-- The exercise --
Copy the listing below word for word, keeping every line in its original order.

-- The input --

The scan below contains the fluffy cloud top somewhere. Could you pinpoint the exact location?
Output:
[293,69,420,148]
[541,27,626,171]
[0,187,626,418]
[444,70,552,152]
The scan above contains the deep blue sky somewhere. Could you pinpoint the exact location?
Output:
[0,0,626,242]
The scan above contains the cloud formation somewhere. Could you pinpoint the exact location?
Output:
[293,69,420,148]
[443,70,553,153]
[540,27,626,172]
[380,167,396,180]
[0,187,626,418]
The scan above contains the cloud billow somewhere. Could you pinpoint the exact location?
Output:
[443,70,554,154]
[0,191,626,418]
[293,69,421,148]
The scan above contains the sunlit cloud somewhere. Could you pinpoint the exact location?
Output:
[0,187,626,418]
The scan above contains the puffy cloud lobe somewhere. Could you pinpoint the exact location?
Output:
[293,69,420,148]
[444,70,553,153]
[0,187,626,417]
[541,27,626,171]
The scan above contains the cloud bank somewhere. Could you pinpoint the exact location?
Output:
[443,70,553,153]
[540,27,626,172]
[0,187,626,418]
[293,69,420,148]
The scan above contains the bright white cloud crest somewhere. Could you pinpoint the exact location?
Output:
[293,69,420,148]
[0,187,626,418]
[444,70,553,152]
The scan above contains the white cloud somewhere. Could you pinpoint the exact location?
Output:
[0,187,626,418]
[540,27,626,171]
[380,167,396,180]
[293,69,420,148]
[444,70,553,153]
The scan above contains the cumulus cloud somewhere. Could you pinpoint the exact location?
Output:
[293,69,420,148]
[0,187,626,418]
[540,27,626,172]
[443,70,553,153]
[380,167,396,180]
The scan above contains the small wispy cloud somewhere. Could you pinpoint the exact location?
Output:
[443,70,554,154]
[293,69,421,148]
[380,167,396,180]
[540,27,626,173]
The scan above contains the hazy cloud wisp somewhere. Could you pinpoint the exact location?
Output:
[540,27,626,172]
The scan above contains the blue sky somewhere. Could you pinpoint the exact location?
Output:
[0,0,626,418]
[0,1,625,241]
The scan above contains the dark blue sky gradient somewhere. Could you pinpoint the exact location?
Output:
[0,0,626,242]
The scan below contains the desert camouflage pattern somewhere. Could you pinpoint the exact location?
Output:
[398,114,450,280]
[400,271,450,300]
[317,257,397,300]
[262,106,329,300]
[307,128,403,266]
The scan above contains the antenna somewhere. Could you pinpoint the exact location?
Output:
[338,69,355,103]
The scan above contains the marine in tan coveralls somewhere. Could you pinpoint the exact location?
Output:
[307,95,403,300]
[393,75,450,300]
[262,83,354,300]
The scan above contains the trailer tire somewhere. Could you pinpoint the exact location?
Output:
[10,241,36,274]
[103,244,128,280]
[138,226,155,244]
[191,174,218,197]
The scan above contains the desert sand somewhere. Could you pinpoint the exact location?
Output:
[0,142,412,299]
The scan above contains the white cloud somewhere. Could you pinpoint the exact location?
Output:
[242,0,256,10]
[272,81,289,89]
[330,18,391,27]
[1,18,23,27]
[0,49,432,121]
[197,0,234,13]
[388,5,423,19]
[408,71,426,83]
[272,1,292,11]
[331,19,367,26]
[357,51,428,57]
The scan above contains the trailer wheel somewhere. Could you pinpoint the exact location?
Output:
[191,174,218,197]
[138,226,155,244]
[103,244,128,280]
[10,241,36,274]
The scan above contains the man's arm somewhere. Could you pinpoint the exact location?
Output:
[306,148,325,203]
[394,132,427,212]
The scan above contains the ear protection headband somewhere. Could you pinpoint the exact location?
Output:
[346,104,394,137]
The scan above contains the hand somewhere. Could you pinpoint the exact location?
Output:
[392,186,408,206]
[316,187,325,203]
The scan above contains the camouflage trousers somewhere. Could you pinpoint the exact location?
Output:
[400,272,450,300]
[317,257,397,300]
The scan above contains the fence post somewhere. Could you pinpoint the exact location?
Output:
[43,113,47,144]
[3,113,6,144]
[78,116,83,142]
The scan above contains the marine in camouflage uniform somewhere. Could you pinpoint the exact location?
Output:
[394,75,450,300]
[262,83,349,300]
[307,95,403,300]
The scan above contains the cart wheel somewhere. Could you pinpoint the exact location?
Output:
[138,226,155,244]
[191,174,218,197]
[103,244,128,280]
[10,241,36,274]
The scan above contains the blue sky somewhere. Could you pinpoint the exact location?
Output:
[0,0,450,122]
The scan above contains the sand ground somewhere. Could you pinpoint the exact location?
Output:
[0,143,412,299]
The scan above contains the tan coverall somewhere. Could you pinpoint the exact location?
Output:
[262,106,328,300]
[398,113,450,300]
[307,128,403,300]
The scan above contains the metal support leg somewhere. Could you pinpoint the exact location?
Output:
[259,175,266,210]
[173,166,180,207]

-- Worked solution --
The scan below contains the fluffy cloud top somewhere. Could you pinpoint the exact location?
Output:
[293,69,420,148]
[541,27,626,171]
[0,187,626,418]
[444,70,552,152]
The scan above contains the deep blue sky somewhere. Could you pinpoint the exact location?
Output:
[0,0,626,242]
The scan above contains the cloud formation somewhere. Could you pinpoint the exact location?
Output:
[293,69,420,148]
[443,70,553,153]
[540,27,626,172]
[380,167,396,180]
[0,187,626,418]
The scan above contains the cloud billow somewhere. Could you pinpoint the exact location?
Output:
[443,70,554,154]
[0,191,626,418]
[293,69,421,148]
The scan above contains the sunlit cloud somewhere. Could you pinpoint the exact location?
Output:
[0,187,626,418]
The scan above contains the puffy cloud lobe somewhere. Could you pinpoint the exact location?
Output:
[293,69,420,148]
[444,70,553,153]
[0,187,626,417]
[541,27,626,171]
The scan above contains the cloud bank somewhere. Could you pinpoint the exact location?
Output:
[443,70,553,153]
[540,27,626,172]
[0,187,626,418]
[293,69,420,148]
The scan above contains the bright white cloud crest somewhere. Could you pinpoint the exact location?
Output:
[293,69,420,148]
[0,187,626,418]
[444,70,553,152]
The scan above contains the white cloud somewhere. Could you pinpoint the exact location?
Output:
[0,187,626,418]
[540,27,626,171]
[380,167,396,180]
[293,69,420,148]
[444,70,553,153]
The scan above contains the cumulus cloud somewhere. Could you pinpoint the exact location?
Output:
[293,69,420,148]
[0,187,626,418]
[540,27,626,172]
[443,70,553,153]
[380,167,396,180]
The scan above contains the small wispy cloud somewhere. Could you pinpoint the exact location?
Output:
[443,70,554,154]
[293,69,421,148]
[380,167,396,180]
[540,27,626,173]
The scan above contains the hazy cloud wisp somewhere. Could you pinpoint the exact location?
Output:
[540,27,626,172]
The scan above contains the blue sky somewhere. Could you pinpoint the exact location?
Output:
[0,0,626,418]
[0,1,625,241]
The scan above contains the dark blue sky gradient somewhere. Could you pinpoint the exact location?
Output:
[0,0,626,242]
The scan below contains the desert camouflage pattern somewhere. Could you pinpoint the exact location?
Output:
[398,114,450,280]
[400,271,450,300]
[317,257,397,300]
[262,106,329,300]
[307,128,403,266]
The scan above contains the antenna somewhere. Could you pinpoint the exact location?
Output:
[338,69,355,103]
The scan above contains the marine in tan coveralls somewhere. Could you pinpoint the exact location?
Output:
[307,95,403,300]
[393,75,450,300]
[262,83,354,300]
The scan above contains the trailer tire somewhere. Could you pinpoint the exact location?
Output:
[10,241,36,274]
[103,244,128,280]
[138,226,155,244]
[191,174,218,197]
The scan above contains the desert sand somewhere. Could you pinpoint the exact location?
Output:
[0,142,412,299]
The scan above contains the white cloud somewhere. Could you pinpoint the exact location?
Output:
[242,0,256,10]
[272,81,289,89]
[330,18,391,27]
[1,18,23,27]
[0,49,432,121]
[197,0,234,13]
[388,5,423,19]
[408,71,426,83]
[272,1,292,11]
[331,19,367,26]
[357,51,428,57]
The scan above contains the trailer wheel somewhere. Could you pinpoint the exact location?
Output:
[191,174,218,197]
[138,226,155,244]
[103,244,128,280]
[10,241,36,274]
The scan above contains the man's arm somewhere. Could you pinpoint the exact location?
Output:
[306,148,325,203]
[394,132,427,212]
The scan above contains the ear protection headband somewhere. Could you pinpoint the exact location?
Output:
[346,104,394,137]
The scan above contains the hand somewhere. Could you pinpoint the exact location?
Output:
[392,186,408,206]
[316,187,325,203]
The scan above contains the camouflage trousers somewhere. Could you pinpoint the exact location?
Output:
[400,272,450,300]
[317,257,397,300]
The scan above contains the fence post somewhere. Could you pinpoint the exact location?
Output:
[43,113,47,144]
[3,113,6,144]
[78,116,83,142]
The scan above contains the marine in camouflage uniform somewhere. Could you pinpoint the exact location?
Output:
[394,75,450,300]
[262,83,349,300]
[307,95,403,300]
The scan above contains the cart wheel somewhere. Could you pinpoint the exact location?
Output:
[138,226,155,244]
[191,174,218,197]
[103,244,128,280]
[10,241,36,274]
The scan above contains the blue sky somewhere. Could you pinpoint the exact location?
Output:
[0,0,450,122]
The scan above contains the sand ground somewhere. Could you pinpoint the exact location?
Output:
[0,143,412,299]
The scan above contains the tan coverall somewhere. Could you pinpoint the exact location?
Output:
[262,106,328,300]
[398,113,450,300]
[307,128,403,300]
The scan above contains the metal support leg somewhere. Could you pinpoint the exact location?
Output:
[259,175,266,210]
[173,166,180,207]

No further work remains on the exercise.